- **Source material**
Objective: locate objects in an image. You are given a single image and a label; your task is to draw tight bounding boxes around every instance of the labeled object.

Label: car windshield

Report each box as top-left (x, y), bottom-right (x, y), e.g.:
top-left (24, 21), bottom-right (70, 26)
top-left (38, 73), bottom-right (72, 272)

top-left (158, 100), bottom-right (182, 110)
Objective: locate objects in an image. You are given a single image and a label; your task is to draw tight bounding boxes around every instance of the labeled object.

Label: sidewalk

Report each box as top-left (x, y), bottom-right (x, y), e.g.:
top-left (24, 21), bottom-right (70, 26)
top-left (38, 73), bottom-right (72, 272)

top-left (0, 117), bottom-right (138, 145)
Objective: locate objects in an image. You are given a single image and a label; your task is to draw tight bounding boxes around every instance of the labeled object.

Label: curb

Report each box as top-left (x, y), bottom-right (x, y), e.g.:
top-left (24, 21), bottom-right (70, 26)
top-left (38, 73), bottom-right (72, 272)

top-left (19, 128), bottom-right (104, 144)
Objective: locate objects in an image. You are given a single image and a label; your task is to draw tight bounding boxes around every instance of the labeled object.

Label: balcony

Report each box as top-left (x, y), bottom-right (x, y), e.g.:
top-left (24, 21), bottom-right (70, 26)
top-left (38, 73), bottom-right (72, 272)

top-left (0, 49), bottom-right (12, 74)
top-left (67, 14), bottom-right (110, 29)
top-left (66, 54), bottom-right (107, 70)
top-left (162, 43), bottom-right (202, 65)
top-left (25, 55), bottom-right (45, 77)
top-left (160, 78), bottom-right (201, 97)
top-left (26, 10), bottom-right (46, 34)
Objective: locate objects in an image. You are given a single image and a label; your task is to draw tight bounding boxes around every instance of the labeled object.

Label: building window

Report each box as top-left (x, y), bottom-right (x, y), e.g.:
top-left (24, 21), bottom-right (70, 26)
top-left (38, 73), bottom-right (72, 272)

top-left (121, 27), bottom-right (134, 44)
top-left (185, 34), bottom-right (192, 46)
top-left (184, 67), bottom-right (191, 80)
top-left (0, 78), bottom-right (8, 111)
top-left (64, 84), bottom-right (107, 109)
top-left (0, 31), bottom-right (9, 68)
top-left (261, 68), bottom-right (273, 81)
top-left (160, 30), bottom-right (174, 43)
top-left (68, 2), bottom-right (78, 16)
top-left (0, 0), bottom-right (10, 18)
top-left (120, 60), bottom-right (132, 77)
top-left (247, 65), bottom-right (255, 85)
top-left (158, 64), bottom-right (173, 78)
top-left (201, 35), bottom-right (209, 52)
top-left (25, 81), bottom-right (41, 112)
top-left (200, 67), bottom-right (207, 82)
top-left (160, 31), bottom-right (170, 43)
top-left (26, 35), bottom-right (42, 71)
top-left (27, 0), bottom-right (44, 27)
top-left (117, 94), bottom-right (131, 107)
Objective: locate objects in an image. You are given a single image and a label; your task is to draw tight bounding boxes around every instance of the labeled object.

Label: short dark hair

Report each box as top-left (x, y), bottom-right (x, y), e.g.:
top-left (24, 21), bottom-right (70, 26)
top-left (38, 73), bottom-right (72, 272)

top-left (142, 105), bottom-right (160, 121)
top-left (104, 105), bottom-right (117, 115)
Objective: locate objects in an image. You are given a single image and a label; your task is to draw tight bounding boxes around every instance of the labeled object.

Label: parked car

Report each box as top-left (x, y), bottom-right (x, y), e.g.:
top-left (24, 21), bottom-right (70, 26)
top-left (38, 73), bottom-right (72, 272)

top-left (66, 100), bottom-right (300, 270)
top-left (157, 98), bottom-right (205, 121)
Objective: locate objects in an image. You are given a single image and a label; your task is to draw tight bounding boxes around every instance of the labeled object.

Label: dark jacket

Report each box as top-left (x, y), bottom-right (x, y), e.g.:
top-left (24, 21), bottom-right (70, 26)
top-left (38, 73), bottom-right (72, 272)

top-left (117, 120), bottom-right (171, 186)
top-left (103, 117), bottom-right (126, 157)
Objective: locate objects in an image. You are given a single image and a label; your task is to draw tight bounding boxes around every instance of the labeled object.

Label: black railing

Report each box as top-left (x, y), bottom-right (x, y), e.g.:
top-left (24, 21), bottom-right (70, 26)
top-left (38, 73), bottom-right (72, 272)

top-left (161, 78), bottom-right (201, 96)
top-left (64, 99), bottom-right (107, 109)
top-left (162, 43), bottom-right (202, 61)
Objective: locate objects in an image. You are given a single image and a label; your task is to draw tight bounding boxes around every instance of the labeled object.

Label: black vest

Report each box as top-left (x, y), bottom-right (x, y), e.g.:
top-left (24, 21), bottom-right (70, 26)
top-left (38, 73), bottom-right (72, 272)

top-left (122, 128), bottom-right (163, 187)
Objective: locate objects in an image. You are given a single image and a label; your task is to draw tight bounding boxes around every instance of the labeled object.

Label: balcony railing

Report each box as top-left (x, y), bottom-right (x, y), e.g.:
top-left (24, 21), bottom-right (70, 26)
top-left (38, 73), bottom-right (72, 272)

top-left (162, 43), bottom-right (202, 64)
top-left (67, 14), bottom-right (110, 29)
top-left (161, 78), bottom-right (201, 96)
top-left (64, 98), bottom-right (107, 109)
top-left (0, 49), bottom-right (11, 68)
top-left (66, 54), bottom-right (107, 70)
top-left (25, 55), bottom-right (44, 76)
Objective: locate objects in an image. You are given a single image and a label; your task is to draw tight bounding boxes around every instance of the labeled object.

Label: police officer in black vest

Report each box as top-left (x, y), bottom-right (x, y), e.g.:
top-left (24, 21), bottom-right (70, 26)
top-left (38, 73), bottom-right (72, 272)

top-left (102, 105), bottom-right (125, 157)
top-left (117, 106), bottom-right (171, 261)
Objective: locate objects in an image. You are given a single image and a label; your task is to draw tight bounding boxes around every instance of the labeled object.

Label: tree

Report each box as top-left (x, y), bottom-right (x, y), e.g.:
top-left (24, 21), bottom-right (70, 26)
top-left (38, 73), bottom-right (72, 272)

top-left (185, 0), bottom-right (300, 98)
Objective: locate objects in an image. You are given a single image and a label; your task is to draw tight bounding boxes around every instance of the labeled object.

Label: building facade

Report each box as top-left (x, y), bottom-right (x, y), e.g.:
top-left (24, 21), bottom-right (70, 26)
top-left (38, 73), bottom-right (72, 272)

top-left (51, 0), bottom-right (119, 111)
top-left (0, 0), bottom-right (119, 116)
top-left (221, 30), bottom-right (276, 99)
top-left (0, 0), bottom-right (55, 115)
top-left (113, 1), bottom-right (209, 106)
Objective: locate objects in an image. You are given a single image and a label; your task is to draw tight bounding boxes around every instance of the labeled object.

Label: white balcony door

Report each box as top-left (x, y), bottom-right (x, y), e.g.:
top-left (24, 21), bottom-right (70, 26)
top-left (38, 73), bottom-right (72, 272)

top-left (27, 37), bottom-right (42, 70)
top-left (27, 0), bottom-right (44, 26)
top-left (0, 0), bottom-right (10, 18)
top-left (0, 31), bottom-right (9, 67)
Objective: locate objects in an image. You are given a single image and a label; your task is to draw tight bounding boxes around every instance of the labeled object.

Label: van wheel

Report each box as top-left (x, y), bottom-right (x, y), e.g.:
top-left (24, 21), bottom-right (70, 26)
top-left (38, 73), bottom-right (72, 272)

- **Written exercise**
Rewrite every line from the start of the entries through the line containing "top-left (0, 117), bottom-right (138, 145)", and keep all text the same except the coordinates in the answers. Multiply each of those coordinates by 1.55 and round to whole numbers, rounding halves up; the sample coordinates in the format lines stay unchanged.

- **The output**
Objective: locate objects in an image. You are given a single image and a label; your task is to draw tight bounding boxes around every instance of the labeled object.

Label: car windshield

Report each box as top-left (x, y), bottom-right (x, y), e.g.:
top-left (24, 21), bottom-right (70, 26)
top-left (38, 73), bottom-right (72, 272)

top-left (245, 155), bottom-right (282, 171)
Objective: locate objects in an image. You are given a single image and a label; your task is to draw tight bounding boxes around every instance of the labeled object.

Label: sidewalk

Report each box as top-left (x, y), bottom-right (x, y), e.g.:
top-left (24, 21), bottom-right (70, 26)
top-left (38, 73), bottom-right (72, 272)

top-left (0, 181), bottom-right (214, 225)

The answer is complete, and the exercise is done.